**Data under study:**

━━━━━━━━━━

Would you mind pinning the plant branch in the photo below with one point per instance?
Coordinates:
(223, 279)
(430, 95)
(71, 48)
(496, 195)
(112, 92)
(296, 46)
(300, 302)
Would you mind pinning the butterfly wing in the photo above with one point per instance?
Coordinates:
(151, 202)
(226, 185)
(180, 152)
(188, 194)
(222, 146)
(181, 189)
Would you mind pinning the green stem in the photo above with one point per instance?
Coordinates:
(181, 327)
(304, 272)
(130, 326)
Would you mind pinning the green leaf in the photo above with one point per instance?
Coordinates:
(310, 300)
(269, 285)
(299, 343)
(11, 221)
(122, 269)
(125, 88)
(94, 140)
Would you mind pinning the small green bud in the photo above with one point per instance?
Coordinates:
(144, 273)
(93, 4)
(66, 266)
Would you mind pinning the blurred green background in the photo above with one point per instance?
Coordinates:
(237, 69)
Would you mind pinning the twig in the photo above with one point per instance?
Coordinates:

━━━━━━━━━━

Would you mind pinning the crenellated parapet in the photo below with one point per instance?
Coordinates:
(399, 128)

━━━━━━━━━━

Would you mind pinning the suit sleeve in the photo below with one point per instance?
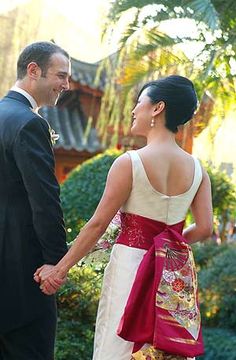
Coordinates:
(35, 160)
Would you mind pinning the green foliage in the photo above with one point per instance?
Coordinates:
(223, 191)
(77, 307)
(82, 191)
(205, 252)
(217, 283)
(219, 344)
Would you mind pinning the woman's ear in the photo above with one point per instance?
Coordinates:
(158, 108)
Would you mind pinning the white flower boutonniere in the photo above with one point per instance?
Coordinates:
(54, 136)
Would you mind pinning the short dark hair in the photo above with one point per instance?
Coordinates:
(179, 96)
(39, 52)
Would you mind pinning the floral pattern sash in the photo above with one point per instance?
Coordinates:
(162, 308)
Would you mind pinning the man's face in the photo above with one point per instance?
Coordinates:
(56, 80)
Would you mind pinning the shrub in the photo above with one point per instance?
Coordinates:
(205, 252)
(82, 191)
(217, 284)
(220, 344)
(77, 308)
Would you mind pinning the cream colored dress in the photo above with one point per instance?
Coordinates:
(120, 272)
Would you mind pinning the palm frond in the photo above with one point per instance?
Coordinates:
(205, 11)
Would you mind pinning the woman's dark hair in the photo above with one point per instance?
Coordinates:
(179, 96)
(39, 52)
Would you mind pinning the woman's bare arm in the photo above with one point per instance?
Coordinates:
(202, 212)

━━━━━━━━━━

**Task goal:**
Each line with the word "green" in the records above belongs in the result; copy all of them.

**Your response:**
Would you mind pinning the green stem in the photo above with one point per instance?
Would you mind pinning the green leaf in the photo above with one point per instance?
Would you mind pinning the small green bud in the photo above with one point per instance?
Would you mind pinning the blurred green background in the photo above with one point per instance?
Would you mind pinning the green foliage in the photo above with one point per instance?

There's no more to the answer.